------ ИСХОДНЫЙ ТЕКСТ ------
После того как в 277 г. в Гундишапурс, резиденции персидского шаха, принял
мученический венец мыслитель и писатель Мани, объявивший себя наследником
Христа и Параклетом, замученный мобедами, зороастрийским духовенством, его
последователи вынуждены были бежать из Персии, но на западе манихейство
подвергалось постоянному гонению и ушло в подполье [є42]. На востоке
манихеи нашли приют в Трансоксании [*40] и в оазисах вдоль великого
караванного пути [є43].
В 431 г. на вселенском соборе в Ефесе был предан анафеме
константинопольский патриарх Несторий, неосторожно заявивший, что "у Бога
нет матери". Его победители немедленно вступили в борьбу между собою, но
как монофизиты, так и православные халкедониты были единодушно нетерпимы к
несторианству. Особенно обострилась вражда после 484 г., когда на соборе в
Бит-Запате несторианство было признано господствующим исповеданием
персидских христиан, в том числе и прихожан Мервской митрополии [*41].
Поддержка персидского шаха для византийских несториан оказалась роковой. В
489 г. император Зенон подтвердил осуждение несториан и закрыл эдесскую
школу, где несториане преподавали свое учение. Школа переехала в Персию, в
Низиб [*42], а в 499 г. в Ктезифоне возникла несторианская патриархия,
расцветшая в VI в. [є44].
------ ИСХОДНЫЕ МАТЕРИАЛЫ ------
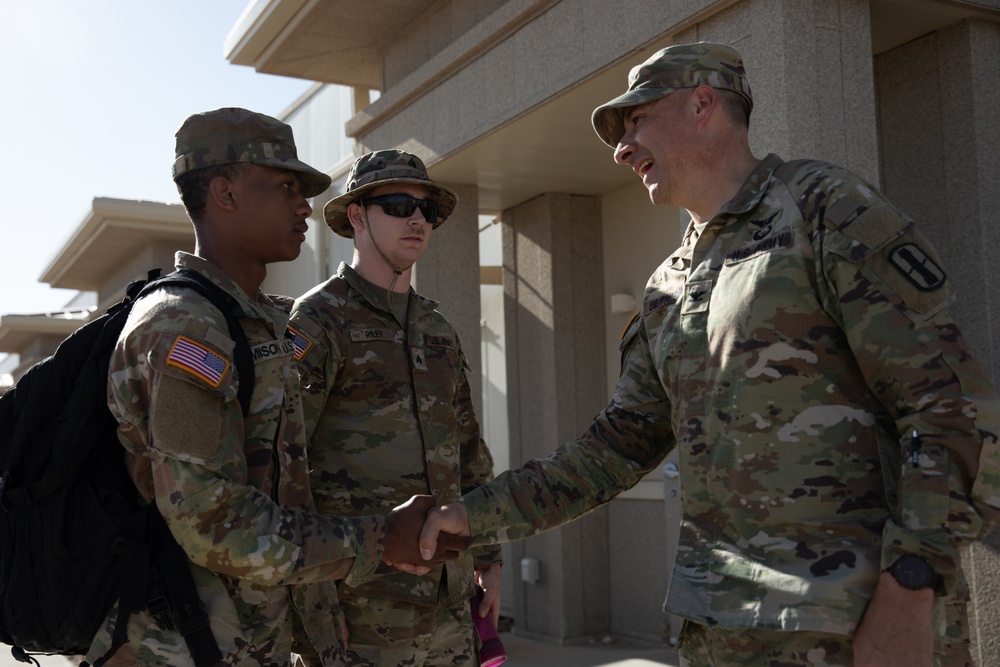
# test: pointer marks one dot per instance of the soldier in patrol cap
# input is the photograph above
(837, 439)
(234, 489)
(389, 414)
------
------ ИСХОДНЫЕ МАТЕРИАЛЫ ------
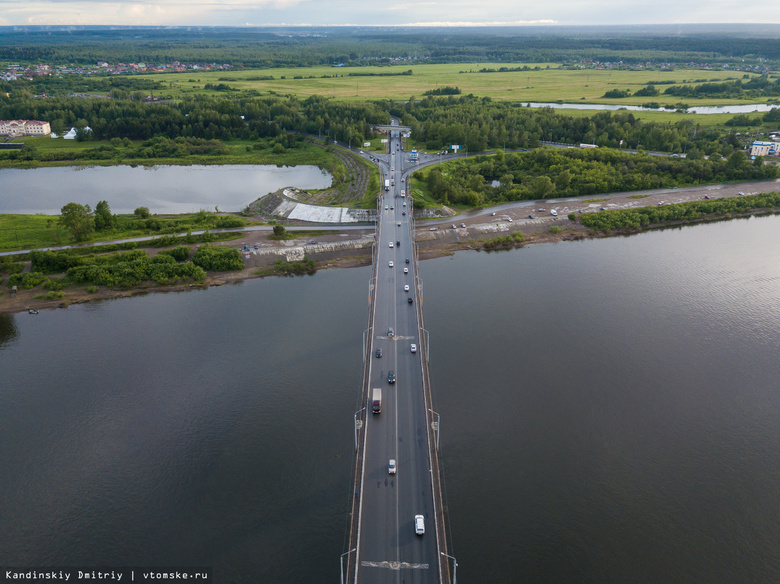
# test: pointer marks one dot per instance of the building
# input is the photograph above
------
• **ЧТО СДЕЛАТЬ**:
(a) Скопируйте из текста о манихеях и несторианах отрывок, начиная со слов «Поддержка персидского шаха» и заканчивая словами «VI в. [є44].».
(b) Подсчитайте строки записей, в которых встречается слово «instance», и укажите только их число.

• **ОТВЕТЫ ПО ЗАДАНИЯМ**:
(a)
Поддержка персидского шаха для византийских несториан оказалась роковой. В
489 г. император Зенон подтвердил осуждение несториан и закрыл эдесскую
школу, где несториане преподавали свое учение. Школа переехала в Персию, в
Низиб [*42], а в 499 г. в Ктезифоне возникла несторианская патриархия,
расцветшая в VI в. [є44].

(b) 2